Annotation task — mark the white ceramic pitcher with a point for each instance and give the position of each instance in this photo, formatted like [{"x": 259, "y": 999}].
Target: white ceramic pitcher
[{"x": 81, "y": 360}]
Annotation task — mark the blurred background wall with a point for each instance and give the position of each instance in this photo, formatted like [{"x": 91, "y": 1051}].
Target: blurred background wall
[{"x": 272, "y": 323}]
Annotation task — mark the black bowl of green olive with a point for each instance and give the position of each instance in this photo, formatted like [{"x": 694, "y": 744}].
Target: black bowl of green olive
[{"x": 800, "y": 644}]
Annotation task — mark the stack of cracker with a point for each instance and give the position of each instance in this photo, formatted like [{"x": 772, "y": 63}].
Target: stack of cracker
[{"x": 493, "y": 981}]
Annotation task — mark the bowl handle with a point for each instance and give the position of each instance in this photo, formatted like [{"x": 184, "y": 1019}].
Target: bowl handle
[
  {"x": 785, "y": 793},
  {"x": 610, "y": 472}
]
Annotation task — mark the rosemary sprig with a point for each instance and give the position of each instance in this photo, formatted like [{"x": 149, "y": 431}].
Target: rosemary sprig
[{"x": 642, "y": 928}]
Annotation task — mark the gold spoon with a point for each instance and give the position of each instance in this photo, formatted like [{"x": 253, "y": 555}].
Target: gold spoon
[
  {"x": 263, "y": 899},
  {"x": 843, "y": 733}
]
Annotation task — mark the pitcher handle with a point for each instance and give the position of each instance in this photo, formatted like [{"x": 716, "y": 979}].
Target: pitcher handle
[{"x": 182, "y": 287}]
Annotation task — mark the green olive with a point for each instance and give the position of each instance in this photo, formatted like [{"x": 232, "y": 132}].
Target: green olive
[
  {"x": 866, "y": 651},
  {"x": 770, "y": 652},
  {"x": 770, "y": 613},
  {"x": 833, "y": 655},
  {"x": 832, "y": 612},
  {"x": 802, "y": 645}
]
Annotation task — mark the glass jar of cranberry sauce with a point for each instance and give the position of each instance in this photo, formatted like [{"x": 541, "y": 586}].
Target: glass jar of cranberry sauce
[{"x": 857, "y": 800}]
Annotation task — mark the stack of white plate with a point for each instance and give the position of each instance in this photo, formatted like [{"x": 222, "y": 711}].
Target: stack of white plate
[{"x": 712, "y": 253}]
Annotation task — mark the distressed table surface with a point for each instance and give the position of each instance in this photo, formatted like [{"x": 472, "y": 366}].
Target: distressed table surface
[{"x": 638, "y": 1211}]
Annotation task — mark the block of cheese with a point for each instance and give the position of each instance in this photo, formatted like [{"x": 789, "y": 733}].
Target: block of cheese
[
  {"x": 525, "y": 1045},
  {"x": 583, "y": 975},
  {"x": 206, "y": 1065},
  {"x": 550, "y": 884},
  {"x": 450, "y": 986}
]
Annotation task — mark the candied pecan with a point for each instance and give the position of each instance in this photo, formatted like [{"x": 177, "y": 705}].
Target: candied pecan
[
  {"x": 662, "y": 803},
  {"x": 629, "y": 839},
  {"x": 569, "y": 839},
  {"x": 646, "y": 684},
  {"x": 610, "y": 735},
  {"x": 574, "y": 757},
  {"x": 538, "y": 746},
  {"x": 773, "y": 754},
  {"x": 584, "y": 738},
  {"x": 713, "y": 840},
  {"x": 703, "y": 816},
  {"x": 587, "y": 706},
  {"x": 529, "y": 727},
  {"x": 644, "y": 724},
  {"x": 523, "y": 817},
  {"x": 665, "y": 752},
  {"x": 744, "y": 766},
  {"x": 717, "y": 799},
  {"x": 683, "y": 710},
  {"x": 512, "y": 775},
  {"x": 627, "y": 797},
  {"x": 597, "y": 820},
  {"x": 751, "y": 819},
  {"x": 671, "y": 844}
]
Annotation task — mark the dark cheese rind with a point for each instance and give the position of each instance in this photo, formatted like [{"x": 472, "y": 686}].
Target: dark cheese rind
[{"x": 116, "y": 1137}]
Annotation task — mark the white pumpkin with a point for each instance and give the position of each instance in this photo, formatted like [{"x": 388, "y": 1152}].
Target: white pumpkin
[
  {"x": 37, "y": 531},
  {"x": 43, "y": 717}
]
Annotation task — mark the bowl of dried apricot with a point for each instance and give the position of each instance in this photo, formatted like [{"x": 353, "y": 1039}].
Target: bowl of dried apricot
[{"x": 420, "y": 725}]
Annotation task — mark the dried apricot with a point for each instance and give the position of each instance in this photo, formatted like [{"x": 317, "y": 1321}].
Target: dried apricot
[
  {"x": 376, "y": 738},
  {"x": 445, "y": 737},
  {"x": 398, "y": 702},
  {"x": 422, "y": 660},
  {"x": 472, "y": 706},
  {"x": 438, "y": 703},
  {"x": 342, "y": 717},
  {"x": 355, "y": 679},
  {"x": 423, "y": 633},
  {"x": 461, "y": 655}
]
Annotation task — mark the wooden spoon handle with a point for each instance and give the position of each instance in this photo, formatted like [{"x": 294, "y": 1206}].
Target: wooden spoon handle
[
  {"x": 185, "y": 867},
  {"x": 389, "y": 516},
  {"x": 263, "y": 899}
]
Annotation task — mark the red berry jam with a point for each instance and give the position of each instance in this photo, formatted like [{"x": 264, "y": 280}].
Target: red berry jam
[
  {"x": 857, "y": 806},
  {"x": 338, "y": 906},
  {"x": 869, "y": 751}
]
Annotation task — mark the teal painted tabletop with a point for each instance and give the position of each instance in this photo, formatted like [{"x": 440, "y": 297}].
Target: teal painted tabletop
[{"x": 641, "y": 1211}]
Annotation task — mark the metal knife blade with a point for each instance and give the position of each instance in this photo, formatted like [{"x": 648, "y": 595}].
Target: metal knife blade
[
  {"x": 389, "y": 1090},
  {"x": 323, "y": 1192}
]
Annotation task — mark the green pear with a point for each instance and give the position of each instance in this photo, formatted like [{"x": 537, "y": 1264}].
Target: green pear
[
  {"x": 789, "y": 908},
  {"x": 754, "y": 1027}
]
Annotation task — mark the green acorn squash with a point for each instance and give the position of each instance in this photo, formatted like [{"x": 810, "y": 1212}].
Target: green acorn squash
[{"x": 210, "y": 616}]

※

▶ **Aim of the exercise**
Print every entry exactly as written.

▶ **The completed task**
Annotation task — mark the white ceramic pitcher with a point for each instance and give the position of each instance in this photo, formatted like [{"x": 259, "y": 999}].
Target: white ceramic pitcher
[{"x": 81, "y": 360}]
Annotation task — mark the blurred background wall with a point for each instance and give the position of each instance in this photo, formatted like [{"x": 91, "y": 1051}].
Target: blurred background wall
[{"x": 272, "y": 323}]
Annotation task — mark the black bowl of green olive with a point for each instance and give the position of each instance in this photo, formatted like [{"x": 694, "y": 744}].
Target: black bowl of green olive
[{"x": 800, "y": 644}]
Annotation task — mark the stack of cracker with a point for each instance and give the position of each instance in this photo, formatted like [{"x": 772, "y": 63}].
Target: stack of cracker
[{"x": 493, "y": 981}]
Annotation task — mark the bowl handle with a point for each instance and give the position of each instance in this photo, formatted like [{"x": 184, "y": 1019}].
Target: bowl handle
[
  {"x": 785, "y": 793},
  {"x": 610, "y": 472}
]
Annotation task — mark the rosemary sprig with a point for each instance and give the position of each instance in this photo, formatted like [{"x": 149, "y": 431}].
Target: rosemary sprig
[{"x": 642, "y": 928}]
Annotation task — mark the gold spoon with a point for each instance and give the position of each instance in this photo, formatted like [{"x": 253, "y": 555}].
Target: gold spoon
[
  {"x": 263, "y": 899},
  {"x": 843, "y": 733}
]
Annotation task — mark the pitcher handle with a point for each instance and give the position of each instance in this photo, formatted like [{"x": 716, "y": 979}].
Target: pitcher handle
[{"x": 182, "y": 287}]
Annotation task — mark the green olive with a point for each instance and give the position of each instance in this photo, formatted like [{"x": 232, "y": 132}].
Target: green olive
[
  {"x": 866, "y": 651},
  {"x": 770, "y": 652},
  {"x": 770, "y": 613},
  {"x": 833, "y": 655},
  {"x": 832, "y": 612},
  {"x": 802, "y": 645}
]
Annotation task — mark the glass jar of cranberry sauce with a point for each instance and give the position of each instance in this photo, formatted like [{"x": 541, "y": 586}].
Target: glass jar of cranberry sauce
[{"x": 857, "y": 800}]
Annotation task — mark the stack of white plate with a point for each instance and give the position of each instance in this photo, formatted like [{"x": 222, "y": 711}].
Target: stack of white plate
[{"x": 712, "y": 253}]
Annotation task — mark the distressed table surface with a point for each instance and give the position of each instance in this photo, formatted like [{"x": 472, "y": 366}].
Target: distressed table surface
[{"x": 638, "y": 1211}]
Annotation task — mark the block of cheese with a point for each instance and give the position of each instance in this photo, formatted like [{"x": 789, "y": 733}].
Target: block of cheese
[
  {"x": 525, "y": 1045},
  {"x": 583, "y": 975},
  {"x": 206, "y": 1065},
  {"x": 550, "y": 884},
  {"x": 450, "y": 986}
]
Annotation task — mark the candied pecan with a point for each instance and give the position of each instance in this photo, formatted like [{"x": 177, "y": 705}].
Target: candied pecan
[
  {"x": 662, "y": 803},
  {"x": 629, "y": 839},
  {"x": 569, "y": 839},
  {"x": 646, "y": 684},
  {"x": 610, "y": 735},
  {"x": 574, "y": 757},
  {"x": 538, "y": 746},
  {"x": 773, "y": 754},
  {"x": 584, "y": 738},
  {"x": 713, "y": 840},
  {"x": 703, "y": 816},
  {"x": 587, "y": 706},
  {"x": 529, "y": 727},
  {"x": 644, "y": 724},
  {"x": 523, "y": 817},
  {"x": 665, "y": 752},
  {"x": 744, "y": 766},
  {"x": 717, "y": 799},
  {"x": 683, "y": 710},
  {"x": 512, "y": 775},
  {"x": 627, "y": 797},
  {"x": 597, "y": 820},
  {"x": 751, "y": 819},
  {"x": 671, "y": 844}
]
Annotation task — mark the dark cheese rind with a point for each instance and give the position of each instance in this photo, formatted like [{"x": 472, "y": 686}].
Target: dark cheese rind
[{"x": 116, "y": 1137}]
Annotation task — mark the white pumpkin with a point for each instance and give the position of each instance in this photo, formatted like [{"x": 388, "y": 1152}].
Target: white pumpkin
[
  {"x": 37, "y": 531},
  {"x": 43, "y": 717}
]
Annotation task — mark the bowl of dried apricot with a point for each instance and give the position of each instance in this photo, formatted like [{"x": 353, "y": 1039}].
Target: bowl of dried apricot
[{"x": 420, "y": 725}]
Annotation task — mark the dried apricot with a point for each instance and give the position of each instance in this photo, formatted like [{"x": 317, "y": 1321}].
Target: dried apricot
[
  {"x": 376, "y": 738},
  {"x": 445, "y": 737},
  {"x": 398, "y": 702},
  {"x": 422, "y": 660},
  {"x": 472, "y": 706},
  {"x": 438, "y": 703},
  {"x": 342, "y": 717},
  {"x": 355, "y": 679},
  {"x": 423, "y": 633},
  {"x": 461, "y": 655}
]
Annotation task — mark the wooden spoon handle with a point for each instance and give the position of each instance in this photo, formatted like [{"x": 294, "y": 1206}].
Target: wooden spoon handle
[
  {"x": 185, "y": 867},
  {"x": 389, "y": 516},
  {"x": 263, "y": 899}
]
Annotation task — mark the red berry jam with a point for each instance and give the position of each instance in this photo, formatted like [{"x": 264, "y": 280}].
Target: red berry jam
[
  {"x": 857, "y": 806},
  {"x": 338, "y": 906},
  {"x": 869, "y": 751}
]
Annotation task — mark the teal painted tabletop with a point for each instance and give the position of each instance in this photo, formatted like [{"x": 440, "y": 297}].
Target: teal painted tabletop
[{"x": 641, "y": 1211}]
Annotation task — mark the metal knife blade with a point for each instance and give the position of each instance in this photo, formatted like [{"x": 648, "y": 595}].
Target: metal knife blade
[
  {"x": 389, "y": 1090},
  {"x": 323, "y": 1192}
]
Annotation task — mark the green pear with a point for each instance and give the position of each instance in this photo, formatted like [{"x": 537, "y": 1264}].
Target: green pear
[
  {"x": 789, "y": 908},
  {"x": 754, "y": 1027}
]
Annotation task — mark the green acorn squash with a point for each instance and give the position of each instance in this photo, formatted like [{"x": 810, "y": 1212}].
Target: green acorn squash
[{"x": 210, "y": 616}]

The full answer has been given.